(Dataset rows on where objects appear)
——

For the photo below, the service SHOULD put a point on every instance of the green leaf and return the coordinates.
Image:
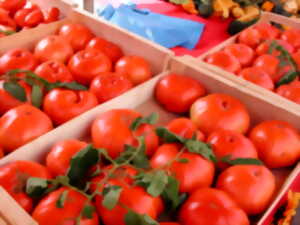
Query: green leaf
(16, 90)
(61, 199)
(152, 119)
(241, 161)
(168, 136)
(36, 96)
(288, 78)
(200, 148)
(111, 196)
(133, 218)
(158, 183)
(88, 211)
(182, 160)
(171, 193)
(81, 163)
(36, 187)
(135, 155)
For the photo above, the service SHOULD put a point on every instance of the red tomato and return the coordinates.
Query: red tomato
(251, 187)
(267, 31)
(72, 102)
(17, 127)
(292, 36)
(47, 213)
(220, 111)
(225, 61)
(268, 63)
(52, 15)
(134, 198)
(110, 49)
(13, 178)
(186, 173)
(264, 48)
(290, 91)
(77, 34)
(211, 207)
(109, 85)
(6, 20)
(85, 65)
(12, 5)
(184, 127)
(233, 144)
(242, 52)
(17, 59)
(53, 48)
(7, 101)
(111, 131)
(54, 71)
(250, 37)
(135, 68)
(60, 155)
(257, 76)
(277, 143)
(178, 92)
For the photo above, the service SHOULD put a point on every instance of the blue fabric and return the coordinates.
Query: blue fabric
(164, 30)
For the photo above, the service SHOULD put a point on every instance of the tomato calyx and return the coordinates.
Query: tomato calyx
(37, 83)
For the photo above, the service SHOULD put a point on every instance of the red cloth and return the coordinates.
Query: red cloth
(214, 31)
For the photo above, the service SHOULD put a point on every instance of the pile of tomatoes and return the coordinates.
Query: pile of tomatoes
(210, 167)
(16, 15)
(266, 55)
(66, 74)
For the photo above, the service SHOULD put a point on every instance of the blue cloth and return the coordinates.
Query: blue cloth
(164, 30)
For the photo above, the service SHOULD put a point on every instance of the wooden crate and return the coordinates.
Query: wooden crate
(266, 17)
(142, 99)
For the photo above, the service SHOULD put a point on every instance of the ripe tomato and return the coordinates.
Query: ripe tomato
(29, 17)
(178, 92)
(242, 52)
(53, 48)
(109, 85)
(268, 63)
(12, 5)
(54, 71)
(6, 20)
(277, 143)
(135, 68)
(60, 155)
(134, 198)
(17, 127)
(216, 203)
(267, 31)
(17, 59)
(52, 15)
(111, 131)
(225, 61)
(13, 178)
(231, 143)
(251, 187)
(184, 127)
(7, 101)
(257, 76)
(77, 34)
(85, 65)
(250, 37)
(72, 102)
(186, 173)
(290, 91)
(264, 47)
(113, 51)
(220, 111)
(47, 212)
(292, 36)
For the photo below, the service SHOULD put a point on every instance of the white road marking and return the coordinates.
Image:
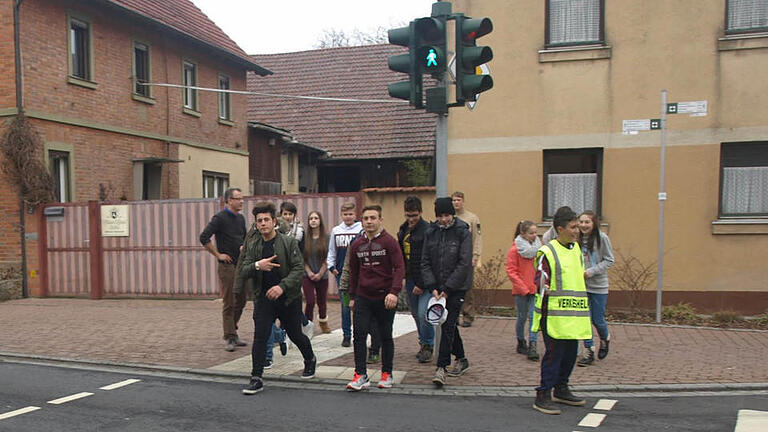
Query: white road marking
(751, 421)
(70, 398)
(592, 420)
(18, 412)
(605, 404)
(120, 384)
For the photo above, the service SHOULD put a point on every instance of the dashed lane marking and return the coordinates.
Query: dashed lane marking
(592, 420)
(605, 404)
(18, 412)
(70, 398)
(120, 384)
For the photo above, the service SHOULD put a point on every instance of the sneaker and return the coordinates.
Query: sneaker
(359, 382)
(603, 351)
(309, 368)
(421, 351)
(562, 394)
(439, 379)
(308, 330)
(239, 342)
(543, 402)
(386, 380)
(532, 354)
(255, 386)
(426, 354)
(522, 348)
(588, 358)
(459, 367)
(324, 326)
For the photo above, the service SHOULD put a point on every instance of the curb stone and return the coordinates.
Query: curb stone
(289, 381)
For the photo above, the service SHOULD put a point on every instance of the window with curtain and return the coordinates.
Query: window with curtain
(572, 178)
(190, 79)
(141, 68)
(214, 184)
(80, 49)
(225, 108)
(59, 164)
(574, 22)
(746, 16)
(744, 179)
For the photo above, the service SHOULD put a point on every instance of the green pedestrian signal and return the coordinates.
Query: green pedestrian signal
(430, 38)
(411, 90)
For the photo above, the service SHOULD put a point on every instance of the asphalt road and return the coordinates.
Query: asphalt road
(170, 404)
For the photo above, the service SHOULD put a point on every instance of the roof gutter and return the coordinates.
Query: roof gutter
(20, 111)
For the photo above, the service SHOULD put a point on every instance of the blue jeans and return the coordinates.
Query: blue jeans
(524, 305)
(597, 313)
(276, 335)
(346, 316)
(418, 304)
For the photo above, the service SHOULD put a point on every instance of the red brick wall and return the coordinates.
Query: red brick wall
(44, 44)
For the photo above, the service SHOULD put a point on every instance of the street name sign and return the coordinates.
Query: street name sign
(694, 108)
(631, 127)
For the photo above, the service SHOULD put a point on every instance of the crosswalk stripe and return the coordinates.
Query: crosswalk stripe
(120, 384)
(18, 412)
(605, 404)
(592, 420)
(751, 421)
(70, 398)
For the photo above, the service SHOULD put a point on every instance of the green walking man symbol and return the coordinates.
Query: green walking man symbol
(432, 58)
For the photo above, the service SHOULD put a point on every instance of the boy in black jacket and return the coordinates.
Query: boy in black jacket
(446, 267)
(411, 239)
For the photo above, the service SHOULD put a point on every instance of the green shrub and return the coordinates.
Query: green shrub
(681, 313)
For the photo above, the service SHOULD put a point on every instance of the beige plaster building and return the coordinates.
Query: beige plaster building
(566, 74)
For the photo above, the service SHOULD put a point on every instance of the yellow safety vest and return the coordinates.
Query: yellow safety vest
(567, 303)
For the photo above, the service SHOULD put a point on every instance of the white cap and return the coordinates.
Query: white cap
(437, 313)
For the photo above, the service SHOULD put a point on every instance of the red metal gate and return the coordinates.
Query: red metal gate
(161, 257)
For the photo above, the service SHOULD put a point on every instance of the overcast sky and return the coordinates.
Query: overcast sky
(277, 26)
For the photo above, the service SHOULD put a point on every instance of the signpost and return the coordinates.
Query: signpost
(631, 127)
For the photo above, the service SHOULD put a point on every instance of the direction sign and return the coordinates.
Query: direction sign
(694, 108)
(631, 127)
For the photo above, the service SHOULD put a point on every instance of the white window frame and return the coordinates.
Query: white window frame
(189, 78)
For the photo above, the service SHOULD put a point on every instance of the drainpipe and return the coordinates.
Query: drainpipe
(20, 110)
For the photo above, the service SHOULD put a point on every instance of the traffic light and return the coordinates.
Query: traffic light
(411, 90)
(469, 82)
(430, 41)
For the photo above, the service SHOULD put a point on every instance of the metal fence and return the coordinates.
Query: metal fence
(162, 255)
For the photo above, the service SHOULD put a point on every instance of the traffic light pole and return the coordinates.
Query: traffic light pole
(441, 151)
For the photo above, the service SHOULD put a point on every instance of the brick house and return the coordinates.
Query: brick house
(367, 144)
(105, 135)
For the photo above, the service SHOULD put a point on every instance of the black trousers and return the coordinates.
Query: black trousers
(264, 313)
(559, 359)
(450, 340)
(368, 313)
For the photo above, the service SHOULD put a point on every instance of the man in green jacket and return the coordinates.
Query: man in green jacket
(272, 266)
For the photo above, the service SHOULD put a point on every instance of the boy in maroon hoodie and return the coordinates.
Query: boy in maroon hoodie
(376, 272)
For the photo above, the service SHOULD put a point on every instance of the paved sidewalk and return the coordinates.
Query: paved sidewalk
(187, 334)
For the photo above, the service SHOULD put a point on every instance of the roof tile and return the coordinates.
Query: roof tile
(348, 130)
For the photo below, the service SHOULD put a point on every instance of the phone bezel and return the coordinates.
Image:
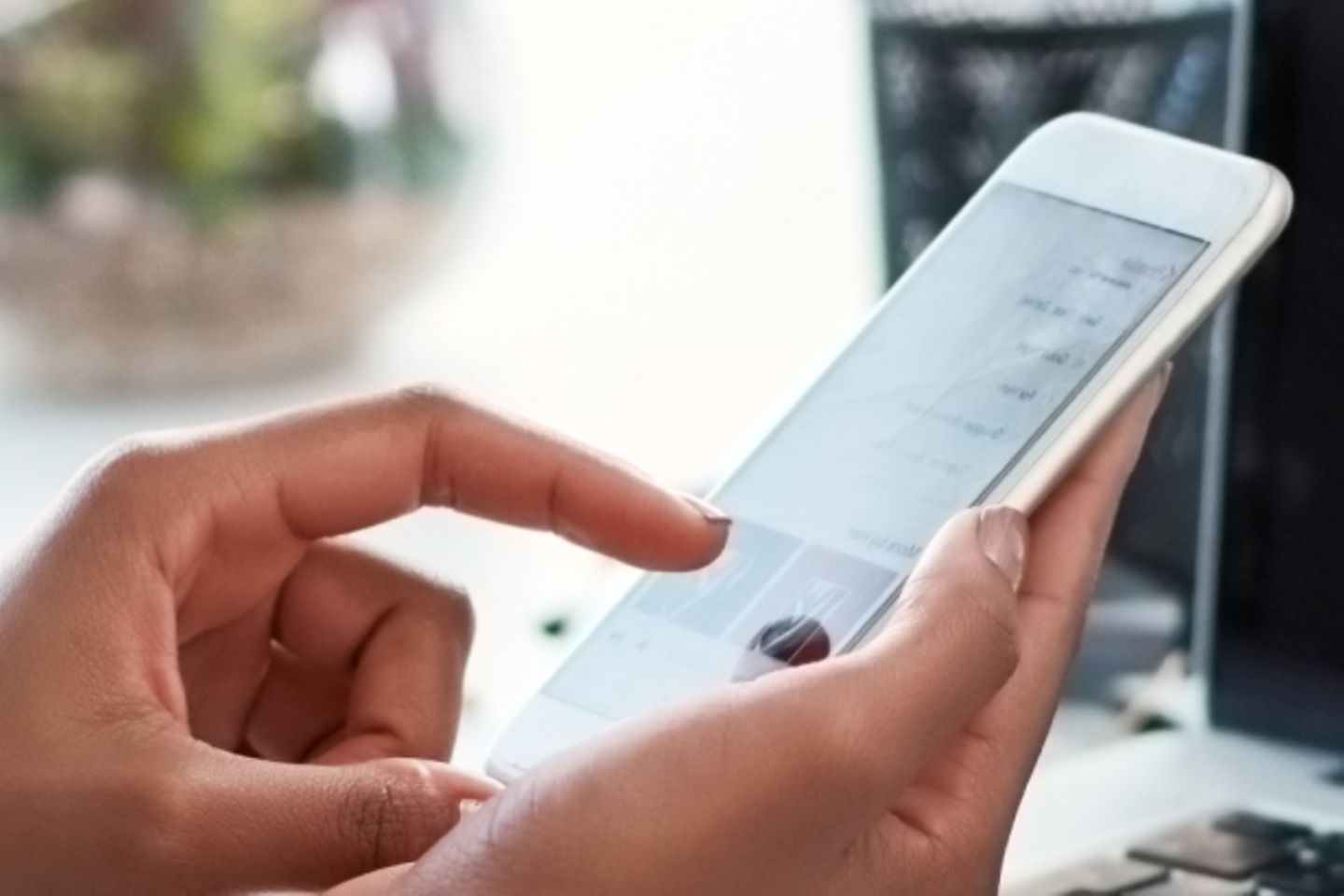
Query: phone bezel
(1237, 204)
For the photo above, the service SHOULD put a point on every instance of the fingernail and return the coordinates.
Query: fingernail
(1002, 538)
(707, 511)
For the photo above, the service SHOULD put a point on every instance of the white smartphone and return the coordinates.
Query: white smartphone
(1084, 263)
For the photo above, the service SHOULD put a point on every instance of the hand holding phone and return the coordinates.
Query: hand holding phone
(1084, 263)
(895, 768)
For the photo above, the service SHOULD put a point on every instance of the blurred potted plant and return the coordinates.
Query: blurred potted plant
(201, 191)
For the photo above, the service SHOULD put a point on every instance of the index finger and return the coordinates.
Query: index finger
(347, 465)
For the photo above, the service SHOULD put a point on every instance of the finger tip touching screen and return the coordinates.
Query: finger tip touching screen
(1062, 287)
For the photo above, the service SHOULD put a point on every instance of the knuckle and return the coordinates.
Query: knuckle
(446, 611)
(125, 473)
(156, 837)
(981, 620)
(396, 816)
(131, 459)
(429, 397)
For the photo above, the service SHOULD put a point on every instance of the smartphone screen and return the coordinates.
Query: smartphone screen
(956, 376)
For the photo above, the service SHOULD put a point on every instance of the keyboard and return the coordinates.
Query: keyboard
(1239, 853)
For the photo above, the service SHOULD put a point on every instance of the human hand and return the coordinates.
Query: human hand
(202, 692)
(897, 768)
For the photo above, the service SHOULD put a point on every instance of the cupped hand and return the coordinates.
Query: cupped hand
(201, 691)
(892, 770)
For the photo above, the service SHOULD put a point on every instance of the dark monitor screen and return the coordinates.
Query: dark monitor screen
(1279, 663)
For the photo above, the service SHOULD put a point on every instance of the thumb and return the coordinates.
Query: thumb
(950, 645)
(261, 823)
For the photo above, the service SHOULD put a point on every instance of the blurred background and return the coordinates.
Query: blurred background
(641, 223)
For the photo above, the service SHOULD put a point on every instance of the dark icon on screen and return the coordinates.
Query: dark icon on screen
(794, 641)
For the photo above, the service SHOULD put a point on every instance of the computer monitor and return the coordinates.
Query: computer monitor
(1279, 647)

——

Please quote nothing but the lines from the line with "thumb and return the coordinates." through the end of the data above, exactly as written, ends included.

For the photo above, the service SHOULD put a point on every instance of the thumb and return the coordinates.
Query: thumb
(950, 645)
(261, 823)
For the photo above, the service SHOULD put a point on every instance of the blurred background and return the coordinates.
Query: blurred background
(641, 223)
For the photo above, the service SHOULD put a point on every instance of the dark icon on screen and return the coordinates.
Query: dark icon on screen
(794, 641)
For the photo above, the service SHOULD put a point on every instance of the computer monitor and return the coordinates.
Query: computer monitor
(1279, 647)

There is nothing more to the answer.